» **What you will do**: Rewrite each of the lines below as one string in a JSON list, skipping any blank lines.

Object point labels:
--- --- ---

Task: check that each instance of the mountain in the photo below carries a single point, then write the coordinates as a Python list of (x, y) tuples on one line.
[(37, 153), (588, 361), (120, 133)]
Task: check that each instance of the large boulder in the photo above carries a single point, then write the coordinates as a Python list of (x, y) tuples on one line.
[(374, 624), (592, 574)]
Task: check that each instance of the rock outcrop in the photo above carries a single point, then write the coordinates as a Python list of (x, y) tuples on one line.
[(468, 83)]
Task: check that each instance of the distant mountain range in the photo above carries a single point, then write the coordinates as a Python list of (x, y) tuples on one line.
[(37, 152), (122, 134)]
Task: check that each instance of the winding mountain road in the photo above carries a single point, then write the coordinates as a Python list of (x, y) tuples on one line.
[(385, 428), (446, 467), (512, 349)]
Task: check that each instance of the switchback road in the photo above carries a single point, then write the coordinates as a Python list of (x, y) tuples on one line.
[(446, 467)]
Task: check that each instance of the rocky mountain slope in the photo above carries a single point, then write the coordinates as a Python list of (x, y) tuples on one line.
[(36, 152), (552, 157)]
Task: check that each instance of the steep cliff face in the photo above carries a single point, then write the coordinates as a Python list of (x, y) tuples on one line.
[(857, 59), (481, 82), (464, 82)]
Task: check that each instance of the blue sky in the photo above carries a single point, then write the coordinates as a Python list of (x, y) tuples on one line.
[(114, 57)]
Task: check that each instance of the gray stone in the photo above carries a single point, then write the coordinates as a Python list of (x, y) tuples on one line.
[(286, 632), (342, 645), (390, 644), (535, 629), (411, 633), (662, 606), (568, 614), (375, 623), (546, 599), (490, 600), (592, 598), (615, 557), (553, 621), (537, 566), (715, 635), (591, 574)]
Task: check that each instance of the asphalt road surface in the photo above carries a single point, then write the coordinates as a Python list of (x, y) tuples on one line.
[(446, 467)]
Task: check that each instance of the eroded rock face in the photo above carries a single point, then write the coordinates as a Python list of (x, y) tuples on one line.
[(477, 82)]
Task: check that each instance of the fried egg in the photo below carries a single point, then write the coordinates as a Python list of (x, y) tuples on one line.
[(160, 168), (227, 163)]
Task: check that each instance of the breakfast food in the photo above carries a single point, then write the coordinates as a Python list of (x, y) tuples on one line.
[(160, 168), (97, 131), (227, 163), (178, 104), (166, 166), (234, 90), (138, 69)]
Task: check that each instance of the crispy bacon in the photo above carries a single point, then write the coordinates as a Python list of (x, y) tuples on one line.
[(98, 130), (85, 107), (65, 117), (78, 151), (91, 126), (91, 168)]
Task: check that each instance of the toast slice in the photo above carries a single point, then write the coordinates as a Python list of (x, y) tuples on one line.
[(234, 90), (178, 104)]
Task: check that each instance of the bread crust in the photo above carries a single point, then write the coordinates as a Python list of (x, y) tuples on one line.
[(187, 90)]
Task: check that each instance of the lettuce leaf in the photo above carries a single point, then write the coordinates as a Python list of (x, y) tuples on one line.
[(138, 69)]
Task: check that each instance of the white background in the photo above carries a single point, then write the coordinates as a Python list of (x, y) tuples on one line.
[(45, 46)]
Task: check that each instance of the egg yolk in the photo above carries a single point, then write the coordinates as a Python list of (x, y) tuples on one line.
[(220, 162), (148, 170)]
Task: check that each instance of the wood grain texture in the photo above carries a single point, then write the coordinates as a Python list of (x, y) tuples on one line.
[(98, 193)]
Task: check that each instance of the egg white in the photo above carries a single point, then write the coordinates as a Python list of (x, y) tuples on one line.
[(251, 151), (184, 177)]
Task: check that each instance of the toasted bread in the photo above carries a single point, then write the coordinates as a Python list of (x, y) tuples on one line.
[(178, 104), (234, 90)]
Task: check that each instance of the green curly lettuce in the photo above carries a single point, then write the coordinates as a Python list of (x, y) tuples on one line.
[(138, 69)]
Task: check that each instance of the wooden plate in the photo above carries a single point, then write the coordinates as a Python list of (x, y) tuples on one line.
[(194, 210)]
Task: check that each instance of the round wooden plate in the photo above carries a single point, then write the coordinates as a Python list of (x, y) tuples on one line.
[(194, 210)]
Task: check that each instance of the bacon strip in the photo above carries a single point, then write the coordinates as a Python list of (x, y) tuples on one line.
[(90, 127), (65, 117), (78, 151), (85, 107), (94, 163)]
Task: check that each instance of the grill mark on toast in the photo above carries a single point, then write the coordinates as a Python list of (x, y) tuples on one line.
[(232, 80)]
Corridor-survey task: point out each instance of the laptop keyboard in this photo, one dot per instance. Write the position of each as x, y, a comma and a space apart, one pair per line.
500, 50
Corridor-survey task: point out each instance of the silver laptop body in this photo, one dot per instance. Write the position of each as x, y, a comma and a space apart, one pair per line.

--- --- ---

» **The output**:
[
  "Task: check that each instance of the mountain in the photo below carries a single point, then write the coordinates as a Python list of (x, y) tuples on one line.",
  "[(37, 153), (588, 361), (120, 133)]",
  "Task: check that each instance of the large boulder in the photo above carries a single point, then write the coordinates as a Python list of (x, y) tuples on one line.",
  "[(374, 624), (592, 574)]",
  "Task: check that each instance of the rock outcrop in the photo above carries a single point, then write the coordinates as a Python list of (x, y) tuples on one line.",
  "[(468, 83)]",
  "Task: check that each instance of the distant mountain range in the photo above carries a single point, then write the coordinates as a Python list of (x, y) tuples on one line.",
  "[(37, 152), (122, 134)]",
  "Task: check that each instance of the winding mountain road in the photo above carries a single point, then write the coordinates as a Python list of (x, y) tuples on one line.",
  "[(385, 428), (446, 467), (512, 349)]",
  "Task: check that each instance of the switchback road in the photo above carries a single point, then write the coordinates as a Python list of (x, y) tuples on one line.",
  "[(446, 467)]",
  "Task: check that each instance of the rocky mountain slope in the photo above carries a single point, then write the coordinates as a Python list of (x, y) tuples on one line.",
  "[(36, 152), (552, 157)]",
  "Task: check that each instance of the steep cliff face in the photo above carries a single point, then write the coordinates as a Python list of (x, y) tuples on one line.",
  "[(857, 59), (481, 82), (464, 82)]",
  "Task: check that each instance of the blue sky in the photo above carries a single point, then write the coordinates as a Python list of (x, y) tuples on one line.",
  "[(114, 57)]",
  "Task: check that each instance of the gray stone in the photo above carries a single point, then write the coordinates as a Python list of (x, y) tuples on one line.",
  "[(286, 632), (342, 645), (390, 644), (535, 629), (411, 633), (662, 606), (568, 614), (375, 623), (546, 599), (490, 600), (592, 598), (615, 557), (553, 621), (537, 566), (715, 635), (591, 574)]",
  "Task: check that each instance of the asphalt road surface in the photo above carries a single point, then write the coordinates as a Python list of (x, y) tuples on one line.",
  "[(446, 467)]",
  "Task: check that each instance of the eroded rock face in the photo above carries a single point, then write the coordinates as a Python list of (x, y) tuples on one line.",
  "[(477, 82)]",
  "Task: check that each instance of the fried egg in the photo below carries a single point, then write the coordinates as a Python list of (x, y) tuples on one line.",
  "[(160, 168), (227, 163)]",
  "Task: check that each instance of the breakfast food in the photo above carries a single point, then write the coordinates as a Python list of (x, y) tuples on one line.",
  "[(160, 168), (97, 131), (227, 163), (178, 104), (166, 166), (234, 90), (138, 69)]",
  "Task: check that each instance of the crispy bacon in the photo above carries a single point, then write the coordinates as a Python list of (x, y) tuples on one line.",
  "[(98, 130), (85, 107), (65, 117), (78, 151), (91, 126), (91, 168)]",
  "Task: check that each instance of the toast slice in the photo above carries a single point, then write the coordinates as a Python list of (x, y) tuples on one line.",
  "[(234, 90), (178, 104)]",
  "Task: check that each instance of the bread crust in the photo above carries a single point, then write the coordinates as a Python list of (x, y) tuples on one line.",
  "[(187, 90)]",
  "Task: check that each instance of the lettuce leaf in the photo above carries a single point, then write the coordinates as a Python list of (x, y) tuples on one line.",
  "[(138, 69)]",
  "Task: check that each instance of the white background in the photo above carries a single point, then write the coordinates as a Python list of (x, y) tuples on one line.",
  "[(45, 46)]",
  "Task: check that each instance of the egg yolk in the photo above carries a single point, then write the coordinates as a Python list of (x, y) tuples on one line.",
  "[(220, 162), (148, 170)]",
  "Task: check that each instance of the wood grain texture in the photo above carries a single point, then write the coordinates as a Python list of (x, y) tuples on one line.",
  "[(98, 193)]",
  "Task: check that each instance of the egg white in the photo above carries a single point, then write the coordinates as a Python list of (x, y) tuples on one line.",
  "[(251, 151), (184, 177)]",
  "Task: check that each instance of the toasted bread in the photo above carries a single point, then write the coordinates as a Python list of (x, y) tuples on one line.",
  "[(178, 104), (234, 90)]",
  "Task: check that each instance of the green curly lettuce in the photo above carries a single point, then write the coordinates as a Python list of (x, y) tuples on one line.",
  "[(138, 69)]",
  "Task: check that each instance of the wooden plate in the photo above carries a single point, then write the coordinates as a Python list of (x, y) tuples on one line.",
  "[(194, 210)]",
  "Task: check that each instance of the round wooden plate in the photo above carries a single point, then write the coordinates as a Python list of (x, y) tuples on one line.",
  "[(194, 210)]",
  "Task: check that each instance of the bacon strip in the photo above carries a single point, then write the coordinates as a Python list of (x, y) tuples on one line.",
  "[(90, 127), (65, 117), (78, 151), (85, 107), (94, 163)]",
  "Task: check that each instance of the grill mark on toast in the photo above carries a single point, then write the coordinates as a Python list of (x, y) tuples on one line.",
  "[(232, 80)]",
  "Corridor-survey task: point out each instance of the laptop keyboard in this photo, one dot per instance. Write the position of each as x, y, a comma and a space apart, one pair per line.",
  "500, 50",
  "Corridor-survey task: point out each instance of the silver laptop body in this photo, one dot per instance. Write the position of each as x, y, a comma and a space apart, one pair per line."
]